### Excerto da fonte:
-- -- --

Assim, é notória a diferença entre uma enorme ambição democrática externa e uma enorme dificuldade em corrigir os problemas democráticos internos.

Os inimigos autocráticos dos Estados Unidos da América percecionam e exploram esta contradição. Não é por acaso que a crise da Ucrânia se adensou exatamente neste momento. A Rússia sabe que os EUA têm problemas internos profundos que os inibem de, na prática, ter uma agenda internacional mais robusta. Vladimir Putin percebe que Washington não tem condições política internas para usar a força para defender a Ucrânia. E ainda o Kremlin queira, acima de tudo, negociar a sua esfera de influência – e que prefira fazê-lo sem recorrer à força – pôs em evidência a impotência norte-americana para impor a sua vontade, como faz uma grande potência no sistema internacional. A China, a seu tempo, também irá explorar este filão, ainda que no Indo-Pacífico as coisas possam ser diferentes.

Um ano depois de chegar à Casa Branca, Biden somou alguns sucessos, sendo o mais importante a consolidação do quadro de segurança na Ásia. Em continuidade com a política do seu antecessor, a administração conseguiu criar uma rede estável de parceiros para fazer frente à China. Pequim percebeu, protestou, e agora espera pacientemente a sua oportunidade de contra-atacar. Mas Biden também tem, no decorrer  deste ano, um grande fracasso: o paradoxo entre querer criar uma ordem liberal separada e a dificuldade de estabilizar a democracia na própria América.

-- -- --

### Enunciado da tarefa:
Retome, a partir da última frase, o texto sobre o primeiro ano de Biden na Casa Branca.

### Secção de dados:
-- -- --

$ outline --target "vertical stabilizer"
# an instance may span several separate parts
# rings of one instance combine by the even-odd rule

-- -- --

### Resposta ao exercício:
Parte da responsabilidade não é sua. Os problemas que hoje parecem quase intransponíveis tiveram início nos anos 1990, com responsabilidades partilhadas por ambos os partidos políticos e outros quantos membros da sociedade civil. Mas um presidente que quer reestabelecer o centro moderado e ser o líder do mundo livre não pode perder a paciência para o eleitorado nem a vontade política de impor as regras do seu corolário no sistema internacional. Um ano é uma marca no calendário de um caminho onde faltam, pelo menos, três. Mas uma coisa é certa: não é com cansaço e falta de força política que muda ou lidera seja o que for.

No fim de um de mandato de Biden é legitimo perguntar se ainda há “mundo livre”. Da maneira que o concebíamos, poderá deixar de haver, no médio prazo. Resta a esperança de que a América se reinvente como fez no passado. Mas a política não vive de esperança. Vive de decisões.